Directions. Output the data in full and exactly as presented.

Records for this exercise.
BEGIN

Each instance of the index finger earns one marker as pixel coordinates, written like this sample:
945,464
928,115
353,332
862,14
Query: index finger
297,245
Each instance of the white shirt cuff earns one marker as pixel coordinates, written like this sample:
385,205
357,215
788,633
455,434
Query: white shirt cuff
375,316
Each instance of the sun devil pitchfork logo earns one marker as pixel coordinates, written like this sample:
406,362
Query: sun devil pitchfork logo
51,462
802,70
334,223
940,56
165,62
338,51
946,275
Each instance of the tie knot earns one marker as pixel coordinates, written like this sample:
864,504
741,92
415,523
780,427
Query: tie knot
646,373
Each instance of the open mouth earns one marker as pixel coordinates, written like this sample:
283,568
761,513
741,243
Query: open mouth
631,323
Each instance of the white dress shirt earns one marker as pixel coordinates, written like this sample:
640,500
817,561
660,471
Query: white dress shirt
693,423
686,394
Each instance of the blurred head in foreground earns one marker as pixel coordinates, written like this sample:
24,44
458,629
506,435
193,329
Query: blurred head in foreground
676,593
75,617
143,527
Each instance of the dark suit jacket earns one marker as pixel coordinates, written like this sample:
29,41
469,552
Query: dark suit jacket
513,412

END

Your solution.
Each instance of the index finger earns one marker as pixel coordinates, written like this sample:
945,464
928,115
353,332
862,14
Query: index finger
297,245
Each instance of the white shirt cuff earns one marker as pixel coordinates, written like this sample:
385,205
357,215
788,633
455,434
Query: white shirt cuff
375,316
Each instance of the sun devil pitchfork logo earns one marker as pixel coordinates, written like this sample:
406,362
Query: sun devil pitchfork logo
51,462
802,70
334,223
940,56
165,62
338,51
946,275
Each instance of the tie knot earns one marker as pixel coordinates, written like this sample:
864,504
741,92
415,523
780,427
Query: tie knot
646,373
Each instance of the open mouth earns one marker as pixel coordinates, written like this sample:
283,568
761,513
741,243
Query: open mouth
631,323
Each instance of the white dress shirt earns one marker as pixel coordinates, written like this sample:
640,500
817,561
660,471
Query: white dress shirt
693,423
686,394
Each instance of the blurred head in foreground earns one marker as pixel coordinates, written like this sample:
24,44
458,629
506,435
193,329
Query: blurred head in foreground
676,593
75,617
143,527
Each instance of the dark suit jacket earns one marker as pixel coordinates, written like this sample:
29,41
469,552
Query: dark suit jacket
513,412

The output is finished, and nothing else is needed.